Reproduce all records verbatim.

#### Supplied entries

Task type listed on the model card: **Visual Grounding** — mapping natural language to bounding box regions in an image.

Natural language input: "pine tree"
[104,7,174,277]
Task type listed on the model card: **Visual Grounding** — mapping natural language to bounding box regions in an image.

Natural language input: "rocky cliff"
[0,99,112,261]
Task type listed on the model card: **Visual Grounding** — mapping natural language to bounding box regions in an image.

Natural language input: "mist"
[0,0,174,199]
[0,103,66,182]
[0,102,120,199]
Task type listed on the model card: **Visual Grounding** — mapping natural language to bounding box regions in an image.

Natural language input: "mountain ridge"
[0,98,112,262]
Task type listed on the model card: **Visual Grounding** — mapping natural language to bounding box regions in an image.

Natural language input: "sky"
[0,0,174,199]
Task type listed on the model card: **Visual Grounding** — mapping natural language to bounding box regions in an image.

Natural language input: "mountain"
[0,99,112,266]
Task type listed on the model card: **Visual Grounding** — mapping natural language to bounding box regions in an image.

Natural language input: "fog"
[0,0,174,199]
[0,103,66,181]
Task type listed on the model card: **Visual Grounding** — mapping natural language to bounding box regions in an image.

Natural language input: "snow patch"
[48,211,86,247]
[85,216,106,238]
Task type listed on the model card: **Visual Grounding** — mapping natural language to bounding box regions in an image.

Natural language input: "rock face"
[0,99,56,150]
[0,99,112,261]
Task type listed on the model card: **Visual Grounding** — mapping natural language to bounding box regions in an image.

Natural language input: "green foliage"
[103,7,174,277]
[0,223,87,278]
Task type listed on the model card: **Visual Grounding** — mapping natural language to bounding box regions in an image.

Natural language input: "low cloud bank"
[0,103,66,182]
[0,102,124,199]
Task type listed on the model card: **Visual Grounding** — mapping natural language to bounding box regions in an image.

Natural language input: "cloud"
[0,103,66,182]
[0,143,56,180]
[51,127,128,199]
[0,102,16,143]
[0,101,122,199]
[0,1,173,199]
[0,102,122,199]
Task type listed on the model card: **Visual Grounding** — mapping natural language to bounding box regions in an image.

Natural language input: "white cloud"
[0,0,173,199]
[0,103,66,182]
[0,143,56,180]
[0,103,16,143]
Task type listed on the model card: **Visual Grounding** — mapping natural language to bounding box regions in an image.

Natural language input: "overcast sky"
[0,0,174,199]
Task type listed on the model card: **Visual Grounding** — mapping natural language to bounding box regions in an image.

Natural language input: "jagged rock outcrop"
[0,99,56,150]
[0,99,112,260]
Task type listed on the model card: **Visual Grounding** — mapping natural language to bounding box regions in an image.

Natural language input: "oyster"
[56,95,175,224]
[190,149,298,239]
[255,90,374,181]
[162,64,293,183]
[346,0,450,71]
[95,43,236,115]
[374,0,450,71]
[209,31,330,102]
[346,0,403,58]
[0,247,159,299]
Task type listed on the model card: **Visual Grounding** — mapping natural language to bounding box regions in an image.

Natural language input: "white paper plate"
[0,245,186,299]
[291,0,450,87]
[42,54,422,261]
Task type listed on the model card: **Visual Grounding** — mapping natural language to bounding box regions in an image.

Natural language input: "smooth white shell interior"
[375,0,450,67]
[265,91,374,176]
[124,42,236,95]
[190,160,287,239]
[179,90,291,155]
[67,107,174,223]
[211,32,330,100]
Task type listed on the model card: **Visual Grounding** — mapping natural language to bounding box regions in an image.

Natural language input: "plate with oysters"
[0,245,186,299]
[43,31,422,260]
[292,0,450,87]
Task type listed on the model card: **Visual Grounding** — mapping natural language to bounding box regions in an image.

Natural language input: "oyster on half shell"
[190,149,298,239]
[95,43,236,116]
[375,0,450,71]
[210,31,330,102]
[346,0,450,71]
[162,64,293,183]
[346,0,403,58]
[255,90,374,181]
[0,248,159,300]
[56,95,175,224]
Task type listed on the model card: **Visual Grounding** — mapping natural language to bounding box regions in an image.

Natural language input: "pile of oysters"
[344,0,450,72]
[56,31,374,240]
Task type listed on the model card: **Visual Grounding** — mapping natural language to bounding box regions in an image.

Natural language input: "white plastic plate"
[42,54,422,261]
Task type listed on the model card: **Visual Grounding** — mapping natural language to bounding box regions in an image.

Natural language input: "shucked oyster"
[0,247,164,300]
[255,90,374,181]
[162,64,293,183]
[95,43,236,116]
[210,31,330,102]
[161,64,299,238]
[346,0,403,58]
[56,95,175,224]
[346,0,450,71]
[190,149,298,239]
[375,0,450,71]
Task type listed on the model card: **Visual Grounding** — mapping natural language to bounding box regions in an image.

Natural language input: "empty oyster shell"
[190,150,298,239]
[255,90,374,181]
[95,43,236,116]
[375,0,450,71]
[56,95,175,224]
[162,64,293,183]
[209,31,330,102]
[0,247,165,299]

########

→ Response to the exercise:
Task type listed on the model card: **Visual Grounding** — mapping natural language to bounding box regions in an image.

Natural language input: "pine tree"
[104,7,174,277]
Task type listed on the model card: **Visual Grounding** — mapping natural language to bounding box regions in an image.

Natural language input: "rocky cliff"
[0,99,112,261]
Task type listed on the model card: **Visual Grounding** — mapping natural language to bounding box regions in an image.

Natural language input: "mist"
[0,0,174,199]
[0,103,66,182]
[0,102,120,199]
Task type listed on the model card: **Visual Grounding** — mapping natural language to bounding box regions in an image.

Natural language input: "mountain ridge"
[0,98,112,262]
Task type listed on the model card: **Visual Grounding** — mapping natural language to bounding box regions in an image.

Natural language input: "sky"
[0,0,174,199]
Task type listed on the model card: **Visual Grounding** — mapping natural language to bounding box regions in an image.

Natural language input: "mountain"
[0,99,112,266]
Task type listed on the model card: **Visual Grounding** — mapping natural language to bounding box regions in an image.

Natural language input: "fog"
[0,0,174,199]
[0,103,66,181]
Task type listed on the model card: **Visual Grounding** — mapping natural language to bounding box regions in an image.

Natural language input: "snow patch"
[48,211,86,247]
[85,216,106,238]
Task type listed on the model card: **Visual Grounding** — mapping natural language to bounding box regions in an image.

Natural language input: "rock face"
[0,99,56,150]
[0,99,112,261]
Task type listed on the model card: **Visual Grounding** — mapping natural language to bounding box regions in an image.

Natural language input: "green foliage"
[103,7,174,277]
[0,223,87,278]
Task type listed on the model card: **Visual Grounding** — mapping natural language to bounding box regions in an image.

Natural language input: "low cloud bank"
[0,103,66,182]
[0,102,124,199]
Task type listed on the model card: **Visual Grounding** — mapping natural language to bounding box regions in an image.

Natural language input: "cloud"
[0,103,66,182]
[0,143,56,180]
[51,127,128,199]
[0,102,16,143]
[0,101,122,199]
[0,1,173,199]
[0,102,122,199]
Task type listed on the model card: **Visual Grounding** — mapping natural language to bounding box regions in an image.

Natural language input: "white cloud"
[0,0,173,199]
[0,103,66,182]
[0,143,56,180]
[0,103,16,143]
Task type listed on the model card: **Visual Grounding** — mapping natural language to bounding box regions in an image.

Natural language input: "overcast sky"
[0,0,174,199]
Task type listed on the model card: **Visual Grounding** — mapping natural language to bounding box regions in an image.

Natural language input: "jagged rock outcrop"
[0,99,56,150]
[0,99,112,260]
Task type listed on the model card: **Visual Grounding** — mapping natural language to bounding box regions in an image.

Natural language input: "oyster"
[56,95,175,224]
[190,149,298,239]
[255,90,374,181]
[162,64,293,183]
[346,0,450,71]
[95,43,236,115]
[374,0,450,71]
[209,31,330,102]
[346,0,403,58]
[0,247,159,299]
Task type listed on the model card: **Visual Grounding** — mapping natural language to bounding box regions in an image.

Natural language input: "white paper plate"
[0,245,186,299]
[291,0,450,87]
[42,54,422,261]
Task type listed on the model card: **Visual Grounding** — mapping natural language to bounding box regions in an image.

Natural language input: "smooth white shell interior"
[375,0,450,67]
[265,91,374,176]
[124,42,236,95]
[190,160,287,239]
[179,90,291,155]
[67,107,174,223]
[211,32,330,100]
Task type listed on the model card: **Visual Grounding** — mapping natural language to bounding box regions in an image.

Natural language input: "plate with oysters"
[0,245,186,299]
[43,31,422,260]
[292,0,450,87]
Task type listed on the model card: **Visual Grounding** — mapping natural language to bounding box regions in an image.

Natural language input: "oyster on half shell"
[190,149,298,239]
[95,43,236,116]
[375,0,450,71]
[210,31,330,102]
[346,0,450,71]
[162,64,293,183]
[346,0,403,58]
[255,90,374,181]
[0,248,159,300]
[56,95,175,224]
Task type listed on the model card: **Visual Grounding** — mapping natural language to bounding box regions in an image.

Natural language input: "pile of oysters"
[344,0,450,72]
[56,31,374,240]
Task type listed on the model card: **Visual Grounding** — mapping natural language to bounding box regions in an image.

Natural language input: "white plastic plate"
[42,54,422,261]
Task type listed on the model card: **Visual Grounding** — mapping natural language to bounding box regions in an image.

Natural language input: "shucked oyster"
[0,247,164,300]
[255,90,374,181]
[162,64,293,183]
[95,43,236,116]
[210,31,330,102]
[161,64,299,238]
[346,0,403,58]
[56,95,175,224]
[346,0,450,71]
[190,149,298,239]
[375,0,450,71]
Task type listed on the model card: **Visual Grounding** — mapping natural language to bounding box regions in an image.

Natural language input: "empty oyster shell"
[190,150,298,239]
[255,90,374,181]
[95,43,236,116]
[375,0,450,71]
[56,95,175,224]
[162,64,293,183]
[209,31,330,102]
[0,247,165,299]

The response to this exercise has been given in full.